PROBLEM TO WORK ON.
Repeat the records below exactly as they appear, leaving out any pictures.

MATERIAL PROVIDED.

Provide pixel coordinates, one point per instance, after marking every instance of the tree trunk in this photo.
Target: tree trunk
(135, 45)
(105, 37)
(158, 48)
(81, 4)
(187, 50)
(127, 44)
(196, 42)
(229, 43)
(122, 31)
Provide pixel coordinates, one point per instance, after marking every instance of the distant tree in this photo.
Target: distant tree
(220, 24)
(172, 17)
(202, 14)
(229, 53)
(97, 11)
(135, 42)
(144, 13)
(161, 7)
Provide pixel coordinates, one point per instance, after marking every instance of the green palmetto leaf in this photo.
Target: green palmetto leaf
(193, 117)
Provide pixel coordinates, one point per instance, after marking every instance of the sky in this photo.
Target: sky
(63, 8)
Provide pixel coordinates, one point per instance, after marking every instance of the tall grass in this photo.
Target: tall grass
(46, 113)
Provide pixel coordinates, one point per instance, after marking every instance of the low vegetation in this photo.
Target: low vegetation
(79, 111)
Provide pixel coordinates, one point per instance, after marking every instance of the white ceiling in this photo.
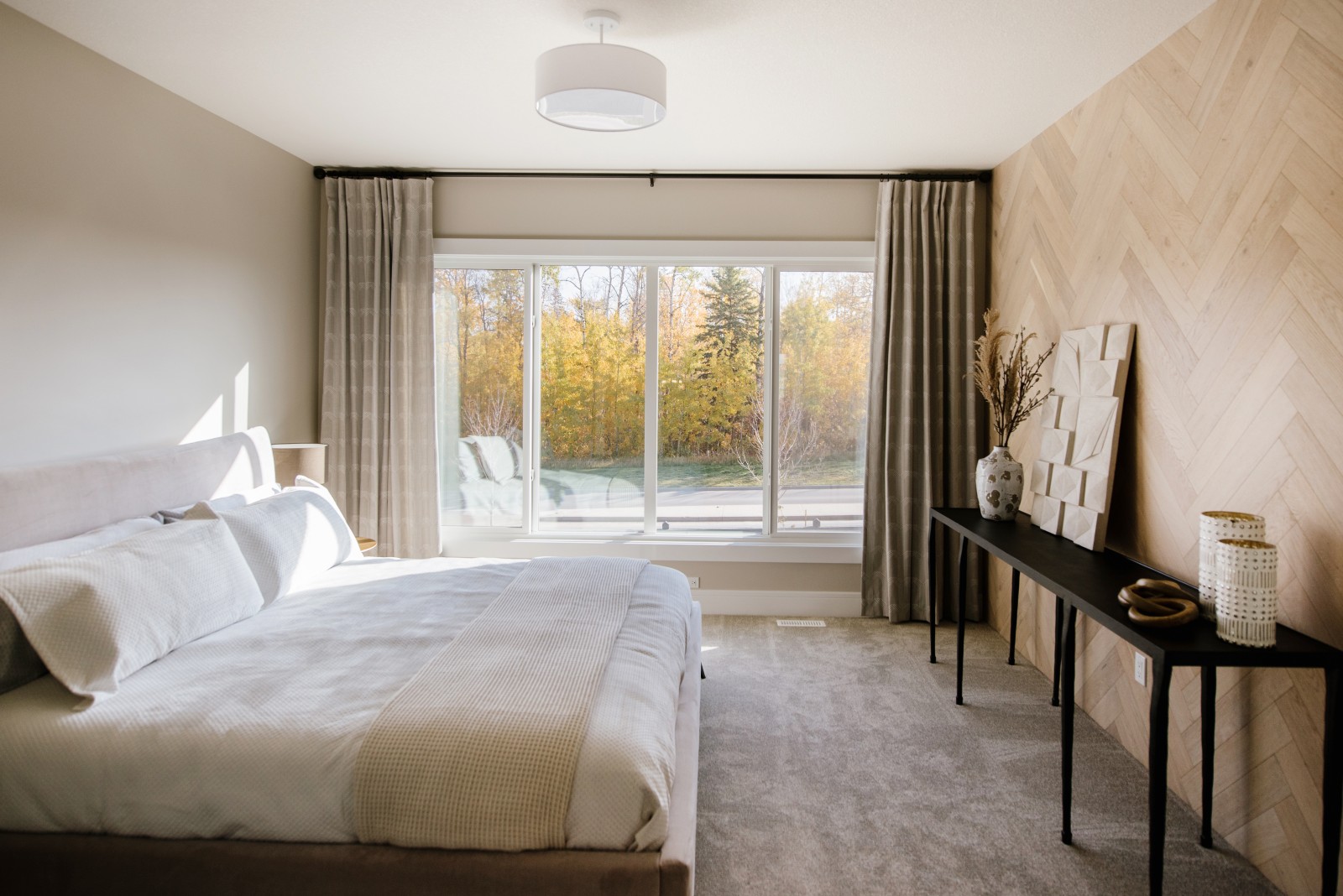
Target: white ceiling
(752, 85)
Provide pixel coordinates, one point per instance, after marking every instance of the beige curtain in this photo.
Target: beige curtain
(926, 425)
(378, 361)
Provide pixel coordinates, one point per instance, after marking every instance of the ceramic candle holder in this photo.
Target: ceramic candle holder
(1213, 526)
(1246, 591)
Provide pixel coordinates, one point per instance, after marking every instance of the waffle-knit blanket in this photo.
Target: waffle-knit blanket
(478, 750)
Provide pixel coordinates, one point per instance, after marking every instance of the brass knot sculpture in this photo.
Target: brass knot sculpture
(1158, 602)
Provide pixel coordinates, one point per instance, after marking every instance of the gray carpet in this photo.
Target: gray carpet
(834, 761)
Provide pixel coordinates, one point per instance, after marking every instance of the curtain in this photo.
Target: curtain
(378, 361)
(926, 425)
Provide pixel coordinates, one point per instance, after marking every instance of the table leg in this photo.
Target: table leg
(960, 616)
(933, 591)
(1069, 669)
(1333, 781)
(1157, 750)
(1058, 638)
(1209, 719)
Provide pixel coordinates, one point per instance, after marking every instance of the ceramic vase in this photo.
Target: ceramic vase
(998, 484)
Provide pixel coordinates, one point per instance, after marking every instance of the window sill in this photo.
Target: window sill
(729, 549)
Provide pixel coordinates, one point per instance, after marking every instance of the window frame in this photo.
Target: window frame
(776, 258)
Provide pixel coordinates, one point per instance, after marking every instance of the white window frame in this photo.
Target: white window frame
(774, 257)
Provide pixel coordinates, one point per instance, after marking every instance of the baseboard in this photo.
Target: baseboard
(779, 602)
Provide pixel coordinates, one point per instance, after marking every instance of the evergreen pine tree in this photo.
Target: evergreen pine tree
(734, 320)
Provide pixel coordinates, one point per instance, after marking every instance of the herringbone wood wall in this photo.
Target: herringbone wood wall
(1201, 196)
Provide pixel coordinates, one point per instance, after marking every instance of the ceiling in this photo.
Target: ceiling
(752, 85)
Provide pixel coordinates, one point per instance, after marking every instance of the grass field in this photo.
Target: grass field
(713, 472)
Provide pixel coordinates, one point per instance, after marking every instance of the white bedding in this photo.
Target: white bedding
(252, 732)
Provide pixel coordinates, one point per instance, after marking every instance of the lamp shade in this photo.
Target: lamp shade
(300, 459)
(599, 86)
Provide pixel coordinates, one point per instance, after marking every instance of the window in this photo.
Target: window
(651, 398)
(711, 399)
(593, 333)
(478, 324)
(825, 341)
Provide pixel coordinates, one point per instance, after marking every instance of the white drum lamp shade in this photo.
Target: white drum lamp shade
(601, 86)
(300, 459)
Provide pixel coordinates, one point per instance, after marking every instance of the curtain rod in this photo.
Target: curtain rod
(320, 174)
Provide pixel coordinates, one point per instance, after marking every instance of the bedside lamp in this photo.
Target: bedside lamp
(300, 459)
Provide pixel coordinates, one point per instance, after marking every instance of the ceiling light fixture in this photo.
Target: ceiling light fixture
(601, 86)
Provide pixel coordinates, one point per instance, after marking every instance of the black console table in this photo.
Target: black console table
(1090, 581)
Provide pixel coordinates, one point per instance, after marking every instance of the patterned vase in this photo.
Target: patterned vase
(998, 484)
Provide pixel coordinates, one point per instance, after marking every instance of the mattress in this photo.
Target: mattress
(252, 732)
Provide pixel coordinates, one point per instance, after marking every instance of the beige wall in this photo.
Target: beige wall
(1199, 195)
(618, 208)
(158, 271)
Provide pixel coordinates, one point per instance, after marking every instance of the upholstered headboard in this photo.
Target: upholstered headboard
(58, 501)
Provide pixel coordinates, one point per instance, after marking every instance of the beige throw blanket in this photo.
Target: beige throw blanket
(478, 750)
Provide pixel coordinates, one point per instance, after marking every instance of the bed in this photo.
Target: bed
(232, 763)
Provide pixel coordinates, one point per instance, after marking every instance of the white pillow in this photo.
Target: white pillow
(100, 616)
(19, 663)
(288, 538)
(223, 502)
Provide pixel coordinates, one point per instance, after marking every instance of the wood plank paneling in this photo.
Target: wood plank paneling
(1201, 196)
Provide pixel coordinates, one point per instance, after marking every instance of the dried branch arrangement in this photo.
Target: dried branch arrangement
(1006, 381)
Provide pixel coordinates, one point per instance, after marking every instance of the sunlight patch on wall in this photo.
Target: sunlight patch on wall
(232, 407)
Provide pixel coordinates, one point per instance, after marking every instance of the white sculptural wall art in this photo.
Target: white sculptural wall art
(1074, 474)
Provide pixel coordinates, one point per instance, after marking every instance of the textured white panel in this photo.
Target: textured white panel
(1094, 342)
(1040, 477)
(1118, 338)
(1080, 432)
(1100, 378)
(1067, 484)
(1095, 491)
(1054, 445)
(1048, 514)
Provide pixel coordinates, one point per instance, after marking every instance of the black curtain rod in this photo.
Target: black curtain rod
(320, 172)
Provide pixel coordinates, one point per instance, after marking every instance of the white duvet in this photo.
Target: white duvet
(252, 732)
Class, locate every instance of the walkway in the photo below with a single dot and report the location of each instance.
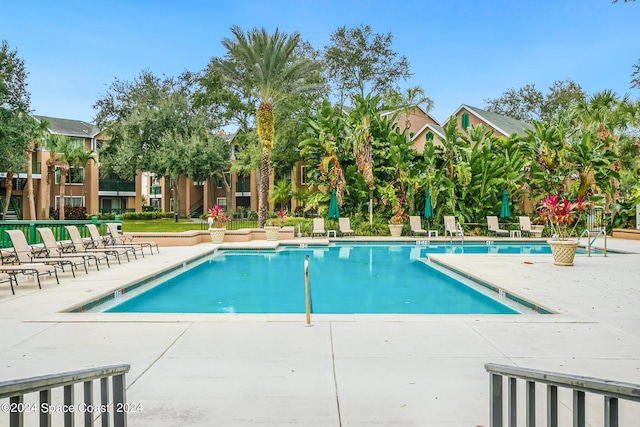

EXPECTED ANSWER.
Provide pixel coordinates, one point per instance, after marking every instance of the tree trunk in this photo.
Target: tree trunk
(135, 45)
(105, 37)
(158, 48)
(81, 4)
(187, 50)
(127, 44)
(196, 42)
(229, 43)
(122, 31)
Provide pixel coordinates, one point per instance, after marking every instance of the distant tree in this photo.
Target: distant tree
(220, 24)
(172, 17)
(202, 14)
(229, 53)
(97, 11)
(135, 42)
(144, 13)
(161, 7)
Provide pixel coordinates, one point per instance, after marking every instance of the green palmetto leaf in this photo.
Target: green palmetto leaf
(193, 117)
Provide pixel coordinates, one point per instance, after marking every instance of the sky in this photo.
Target: sky
(63, 8)
Provide pixel coordinates, one point per instance, after marking every instance of the tall grass in this photo.
Target: tall grass
(46, 113)
Provide pixel coordinates, one point per instance, after marking every instance of the low vegetation in this photo.
Target: low vegetation
(79, 111)
Provide pixel coordinates, one point per instance, after marking every instance of the white ceiling in this photo.
Target: white ceiling
(752, 85)
Provide pixel coordinates, one point per instance, after marking every instance of the beige curtain in this photo.
Target: beige curtain
(926, 425)
(378, 361)
Provide pixel coordinates, one point per instance, after marking every instance of the ceramic candle holder in this photo.
Target: ceramic candle holder
(1213, 526)
(1246, 591)
Provide pixel coordinates, one point per instance, after marking every instance of the waffle-knit blanket in this photo.
Target: waffle-knit blanket
(478, 750)
Provide pixel coordinates, one point per instance, after marking every instance of the brass knot sculpture in this photo.
Target: brass knot sculpture
(1158, 602)
Provide pixel coordinates, one point per instance, after marking every instance of the gray carpet in this photo.
Target: gray carpet
(834, 761)
Provide pixel coordinates, one point per instance, after marking every instance of the curtain in this photo.
Target: curtain
(378, 361)
(926, 425)
Provide pixel coordinates, one point per instance, after marking every instance of the table leg in this photo.
Target: table leg
(960, 616)
(933, 591)
(1069, 669)
(1333, 781)
(1157, 750)
(1058, 638)
(1209, 719)
Provide pixel coordinates, one point per instance, after marking every instance of the ceramic vase in this photo.
Target: ceramic vase
(998, 484)
Provide pixel coordinates, one point per instance, after marking every instance of the window sill in this photo.
Target: window sill
(729, 549)
Provide pixel coordinates, one point per instance, after marking every instance of the window frame in this photo.
Target: window frame
(776, 258)
Provide pixel coordinates, one point per instance, after marking every instance of the white window frame in this photo.
Target: white window frame
(774, 257)
Provide pixel coordinates, one point per instance, after marking every instance of the baseboard in this photo.
Target: baseboard
(779, 602)
Provide pixel coordinates, one point per instance, after marking every instance of the evergreen pine tree in this photo.
Target: evergreen pine tree
(734, 320)
Provide pixel coordinates, one point per instance, after marking every instance of the herringbone wood wall in this photo.
Target: herringbone wood wall
(1201, 196)
Provide pixel coordinates, one point per instance, after marking every instance of the ceiling in this photo.
Target: ceiling
(752, 85)
Provide pixel coordinates, one point per instance, after marking every instance of the grass field in this photo.
Target: grass field
(713, 472)
Provide pixel coordinates, one point per instance, after marking every instance of the white bedding in this photo.
Target: white bedding
(252, 732)
Provide pixel coordinates, one point per instance, after marking every instance of the lamp shade in this photo.
Target: lamp shade
(300, 459)
(599, 86)
Provide pixel coordinates, one point per instance, after marking every instance of the window in this photo.
Target: window
(651, 398)
(711, 399)
(593, 333)
(478, 324)
(825, 341)
Provide pixel coordinates, one point per instance, after marking every instance of the white drum lamp shade in this photo.
Target: white drum lamp shade
(601, 86)
(300, 459)
Provide pixel coordinates, one point per instance, after marking every instance of the curtain rod in this photo.
Target: curtain rod
(320, 174)
Provide pixel coordinates, one point per instance, after marking every instance of the bedside lamp in this photo.
Target: bedside lamp
(300, 459)
Provide pixel coordinates, one point per instance, after marking every instance of the ceiling light fixture in this photo.
Target: ceiling light fixture
(601, 86)
Provide pixel coordinates, one point per instance, after marking every instance of the black console table in this photo.
Target: black console table
(1090, 581)
Provide pixel coordinates, one point per instance, after marking every instance of the patterned vase in this photo.
Target: patterned vase
(998, 484)
Provide pixel coordinates, one point per instance, after marking every instance of the mattress in this photo.
Target: mattress
(252, 732)
Provide pixel coordinates, one point per instance, after marking every instance of the beige wall in this photo.
Target: beige wall
(1199, 195)
(618, 208)
(158, 271)
Provide pixel coordinates, one point per instance, after marking every instance of the upholstered headboard in this photo.
Target: upholstered headboard
(58, 501)
Provide pixel coordinates, one point per instance, after marking every instance of the beige throw blanket in this photo.
Target: beige throw blanket
(478, 750)
Provide pixel coordinates, one point per instance, after marking every instance of the bed in this photo.
Target: bed
(232, 763)
Provide pixel coordinates, one point per instance, after marking every instance of the white pillow in this photo.
Target: white pillow
(100, 616)
(19, 663)
(288, 538)
(223, 502)
Provide pixel coordinates, one point per instance, after marking every instance of the wood plank paneling in this photo.
Target: wood plank paneling
(1201, 196)
Provide pixel coordinates, one point per instance, after marking every instance of the dried branch arrangement in this photo.
Target: dried branch arrangement
(1006, 381)
Provide pixel coordinates, one point per instance, after marking every instance of the sunlight patch on wall in this photo.
Target: sunlight patch on wall
(232, 407)
Provide pixel coordinates, one point per instance, after marking every instance of the white sculptural wall art in this photo.
Target: white sculptural wall art
(1074, 474)
Provide pixel coordinates, one point per instance, after marking every instance of the textured white panel in this photo.
Target: textured white panel
(1094, 342)
(1040, 477)
(1118, 338)
(1080, 432)
(1100, 378)
(1067, 484)
(1095, 491)
(1054, 445)
(1048, 514)
Provide pixel coordinates, one point per instance, after marking every instance of the black curtain rod in this photo.
Target: black curtain rod
(320, 172)
Provide pixel coordinates, one point per instance, after marking every instance of the white duvet in this photo.
Target: white duvet
(252, 732)
Class, locate every instance of the walkway in the photo below with a single dot and report the location of each instance.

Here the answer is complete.